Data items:
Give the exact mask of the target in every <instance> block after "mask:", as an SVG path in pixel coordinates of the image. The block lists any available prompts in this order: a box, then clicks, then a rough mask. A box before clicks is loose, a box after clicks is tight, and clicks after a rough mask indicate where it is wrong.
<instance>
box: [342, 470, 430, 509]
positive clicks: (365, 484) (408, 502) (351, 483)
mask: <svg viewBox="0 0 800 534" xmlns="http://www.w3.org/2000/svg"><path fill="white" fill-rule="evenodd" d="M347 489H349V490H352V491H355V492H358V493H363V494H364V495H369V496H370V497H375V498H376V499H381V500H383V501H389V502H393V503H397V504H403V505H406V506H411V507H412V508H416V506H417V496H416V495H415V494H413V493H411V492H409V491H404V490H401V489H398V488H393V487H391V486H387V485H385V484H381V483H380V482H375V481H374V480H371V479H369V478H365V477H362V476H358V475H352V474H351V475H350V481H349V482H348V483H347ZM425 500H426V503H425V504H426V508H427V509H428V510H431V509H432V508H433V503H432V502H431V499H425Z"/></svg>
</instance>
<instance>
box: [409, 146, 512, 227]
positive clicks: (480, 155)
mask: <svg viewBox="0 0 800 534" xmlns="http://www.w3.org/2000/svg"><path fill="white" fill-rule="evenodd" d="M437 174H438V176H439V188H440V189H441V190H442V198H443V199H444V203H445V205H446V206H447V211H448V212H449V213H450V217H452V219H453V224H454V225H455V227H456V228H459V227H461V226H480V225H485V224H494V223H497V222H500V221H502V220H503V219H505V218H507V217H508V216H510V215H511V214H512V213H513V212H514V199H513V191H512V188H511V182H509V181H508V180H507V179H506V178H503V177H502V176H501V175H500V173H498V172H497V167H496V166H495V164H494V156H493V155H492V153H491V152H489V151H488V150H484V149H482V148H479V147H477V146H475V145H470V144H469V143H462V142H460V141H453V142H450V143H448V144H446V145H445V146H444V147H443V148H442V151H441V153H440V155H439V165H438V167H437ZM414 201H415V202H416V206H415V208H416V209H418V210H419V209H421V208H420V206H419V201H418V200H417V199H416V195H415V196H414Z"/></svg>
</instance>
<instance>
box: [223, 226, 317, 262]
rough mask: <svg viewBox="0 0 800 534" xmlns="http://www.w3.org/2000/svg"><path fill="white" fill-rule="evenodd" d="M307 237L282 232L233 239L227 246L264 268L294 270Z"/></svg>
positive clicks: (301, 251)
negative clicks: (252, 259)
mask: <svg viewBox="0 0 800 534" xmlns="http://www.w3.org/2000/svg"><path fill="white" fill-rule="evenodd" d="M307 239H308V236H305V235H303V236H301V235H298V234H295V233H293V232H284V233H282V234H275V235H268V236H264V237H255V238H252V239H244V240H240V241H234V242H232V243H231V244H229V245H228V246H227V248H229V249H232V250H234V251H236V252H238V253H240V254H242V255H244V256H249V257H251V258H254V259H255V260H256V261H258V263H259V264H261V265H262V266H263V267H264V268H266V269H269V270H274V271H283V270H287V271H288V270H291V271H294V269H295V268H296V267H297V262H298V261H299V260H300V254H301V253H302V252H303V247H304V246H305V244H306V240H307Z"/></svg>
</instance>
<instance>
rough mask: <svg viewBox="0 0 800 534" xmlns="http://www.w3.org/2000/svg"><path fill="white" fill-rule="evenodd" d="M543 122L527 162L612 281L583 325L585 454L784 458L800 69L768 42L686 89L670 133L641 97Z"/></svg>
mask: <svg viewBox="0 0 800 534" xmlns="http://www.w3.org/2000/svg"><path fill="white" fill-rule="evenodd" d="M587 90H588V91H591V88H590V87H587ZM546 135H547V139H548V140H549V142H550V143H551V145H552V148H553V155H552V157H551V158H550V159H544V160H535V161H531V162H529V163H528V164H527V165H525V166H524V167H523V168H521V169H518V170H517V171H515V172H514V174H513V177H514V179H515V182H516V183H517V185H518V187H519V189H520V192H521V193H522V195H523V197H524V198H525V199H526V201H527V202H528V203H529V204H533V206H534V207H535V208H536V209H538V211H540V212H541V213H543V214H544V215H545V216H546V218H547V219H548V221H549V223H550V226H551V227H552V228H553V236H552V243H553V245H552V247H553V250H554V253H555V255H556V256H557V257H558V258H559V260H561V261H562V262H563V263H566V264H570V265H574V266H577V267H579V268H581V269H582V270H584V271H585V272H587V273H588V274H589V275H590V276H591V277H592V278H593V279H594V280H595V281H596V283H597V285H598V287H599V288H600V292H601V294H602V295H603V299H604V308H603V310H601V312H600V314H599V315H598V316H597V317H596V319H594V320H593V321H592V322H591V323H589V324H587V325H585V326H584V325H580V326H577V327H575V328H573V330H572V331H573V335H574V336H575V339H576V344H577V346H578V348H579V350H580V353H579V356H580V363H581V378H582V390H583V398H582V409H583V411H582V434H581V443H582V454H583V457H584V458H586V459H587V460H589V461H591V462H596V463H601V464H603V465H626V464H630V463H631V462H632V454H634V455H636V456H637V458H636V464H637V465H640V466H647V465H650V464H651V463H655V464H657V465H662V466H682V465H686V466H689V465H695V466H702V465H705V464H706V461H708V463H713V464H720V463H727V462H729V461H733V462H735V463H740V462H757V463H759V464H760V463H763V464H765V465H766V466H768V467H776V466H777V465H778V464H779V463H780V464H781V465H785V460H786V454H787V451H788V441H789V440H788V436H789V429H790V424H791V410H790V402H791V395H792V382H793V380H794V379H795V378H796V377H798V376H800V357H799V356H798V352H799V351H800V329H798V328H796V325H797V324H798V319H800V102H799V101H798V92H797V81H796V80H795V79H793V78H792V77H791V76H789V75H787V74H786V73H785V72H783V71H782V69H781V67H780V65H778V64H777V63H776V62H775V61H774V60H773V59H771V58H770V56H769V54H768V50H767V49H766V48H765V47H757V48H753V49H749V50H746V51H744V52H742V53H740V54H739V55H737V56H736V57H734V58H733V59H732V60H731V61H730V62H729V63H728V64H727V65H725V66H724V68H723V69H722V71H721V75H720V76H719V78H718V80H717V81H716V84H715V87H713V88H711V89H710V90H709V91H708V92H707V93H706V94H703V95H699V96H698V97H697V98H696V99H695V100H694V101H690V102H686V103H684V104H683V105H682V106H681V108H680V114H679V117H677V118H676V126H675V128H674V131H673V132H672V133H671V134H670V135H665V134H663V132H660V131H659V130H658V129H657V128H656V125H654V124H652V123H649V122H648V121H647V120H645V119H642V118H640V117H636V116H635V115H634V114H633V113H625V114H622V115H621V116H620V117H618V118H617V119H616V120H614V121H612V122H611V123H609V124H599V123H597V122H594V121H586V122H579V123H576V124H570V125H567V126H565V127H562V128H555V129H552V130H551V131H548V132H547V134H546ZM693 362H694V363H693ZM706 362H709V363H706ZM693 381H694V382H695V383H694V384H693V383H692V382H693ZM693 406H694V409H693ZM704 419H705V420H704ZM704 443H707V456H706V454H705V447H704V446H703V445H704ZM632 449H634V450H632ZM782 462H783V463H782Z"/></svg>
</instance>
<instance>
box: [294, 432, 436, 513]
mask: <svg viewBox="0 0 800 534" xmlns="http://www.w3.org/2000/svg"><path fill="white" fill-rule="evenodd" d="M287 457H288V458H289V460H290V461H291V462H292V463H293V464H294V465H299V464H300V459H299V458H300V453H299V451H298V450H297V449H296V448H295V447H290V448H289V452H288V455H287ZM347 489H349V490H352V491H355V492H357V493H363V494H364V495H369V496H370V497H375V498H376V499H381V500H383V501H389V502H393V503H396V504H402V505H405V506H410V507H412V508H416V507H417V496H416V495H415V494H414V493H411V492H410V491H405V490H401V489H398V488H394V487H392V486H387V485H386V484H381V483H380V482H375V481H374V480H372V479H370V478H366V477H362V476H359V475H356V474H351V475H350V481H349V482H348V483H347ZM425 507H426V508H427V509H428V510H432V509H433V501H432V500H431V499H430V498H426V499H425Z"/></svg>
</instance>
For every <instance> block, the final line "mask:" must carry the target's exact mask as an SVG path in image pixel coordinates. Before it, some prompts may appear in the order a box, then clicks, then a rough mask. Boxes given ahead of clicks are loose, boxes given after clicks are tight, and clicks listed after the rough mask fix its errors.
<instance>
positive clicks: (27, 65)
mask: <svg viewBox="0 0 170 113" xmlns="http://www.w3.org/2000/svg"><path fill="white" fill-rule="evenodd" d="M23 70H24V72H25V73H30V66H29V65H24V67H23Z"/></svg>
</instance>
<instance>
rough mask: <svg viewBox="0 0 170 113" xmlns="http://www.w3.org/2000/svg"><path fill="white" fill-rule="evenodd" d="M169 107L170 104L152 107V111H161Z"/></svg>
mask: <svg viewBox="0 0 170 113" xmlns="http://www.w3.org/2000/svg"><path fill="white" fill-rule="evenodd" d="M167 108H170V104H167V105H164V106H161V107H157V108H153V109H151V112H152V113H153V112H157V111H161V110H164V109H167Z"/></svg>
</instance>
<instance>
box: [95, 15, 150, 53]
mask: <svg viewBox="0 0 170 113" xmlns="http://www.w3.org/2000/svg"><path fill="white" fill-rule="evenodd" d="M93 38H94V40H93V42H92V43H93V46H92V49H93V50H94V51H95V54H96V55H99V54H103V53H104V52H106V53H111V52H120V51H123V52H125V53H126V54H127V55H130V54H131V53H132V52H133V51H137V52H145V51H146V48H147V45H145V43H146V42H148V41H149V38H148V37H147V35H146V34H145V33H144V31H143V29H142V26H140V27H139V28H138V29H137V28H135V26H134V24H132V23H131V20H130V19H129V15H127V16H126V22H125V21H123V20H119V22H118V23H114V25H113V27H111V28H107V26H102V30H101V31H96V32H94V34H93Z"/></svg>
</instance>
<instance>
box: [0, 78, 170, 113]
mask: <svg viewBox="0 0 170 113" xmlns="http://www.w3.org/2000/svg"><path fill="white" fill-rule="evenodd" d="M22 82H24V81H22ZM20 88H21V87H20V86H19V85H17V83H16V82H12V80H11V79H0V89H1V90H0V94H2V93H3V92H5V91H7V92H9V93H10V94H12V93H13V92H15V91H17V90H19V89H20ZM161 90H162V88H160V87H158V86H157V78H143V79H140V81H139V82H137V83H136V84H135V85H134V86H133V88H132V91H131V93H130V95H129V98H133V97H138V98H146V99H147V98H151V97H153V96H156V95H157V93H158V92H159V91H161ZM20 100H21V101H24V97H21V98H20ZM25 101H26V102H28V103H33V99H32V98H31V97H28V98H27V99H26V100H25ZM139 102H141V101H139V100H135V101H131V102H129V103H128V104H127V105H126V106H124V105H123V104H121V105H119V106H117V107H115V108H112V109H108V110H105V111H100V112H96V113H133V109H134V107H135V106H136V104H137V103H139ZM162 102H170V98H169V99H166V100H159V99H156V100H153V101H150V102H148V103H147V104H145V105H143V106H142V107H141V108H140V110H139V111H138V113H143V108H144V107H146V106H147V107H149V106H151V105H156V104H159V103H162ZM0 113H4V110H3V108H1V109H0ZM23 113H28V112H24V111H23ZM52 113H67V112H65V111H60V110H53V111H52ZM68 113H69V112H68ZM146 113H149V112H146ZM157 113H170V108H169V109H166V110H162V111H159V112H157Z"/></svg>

**Problem statement**
Edit the rows from the very start through the line containing "positive clicks: (365, 484)", replacing "rough mask" with "coarse mask" and keeping everything else unchanged. Return only those lines.

**Output of the exercise**
Give the exact mask of the target in every <instance> block after "mask:", as an SVG path in pixel coordinates of the image. The block lists any available prompts in this order: a box, then clicks, then a coarse mask. A box before clicks is loose, a box after clicks is tight, and clicks after a coarse mask indicate where it is wrong.
<instance>
box: [342, 470, 430, 509]
positive clicks: (365, 484) (408, 502) (351, 483)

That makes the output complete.